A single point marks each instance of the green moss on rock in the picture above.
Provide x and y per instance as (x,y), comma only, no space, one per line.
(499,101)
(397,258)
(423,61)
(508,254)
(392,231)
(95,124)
•••••
## EXERCISE INSTRUCTIONS
Write out every line above again, including the request lines, and add 80 to each x and y coordinate in the answers.

## SOLVED EXERCISE
A single point marks each instance of the green moss on rock in the picture above.
Provide x and y per instance as (x,y), comma only, no space, one per line.
(579,181)
(477,338)
(503,141)
(588,334)
(472,311)
(175,204)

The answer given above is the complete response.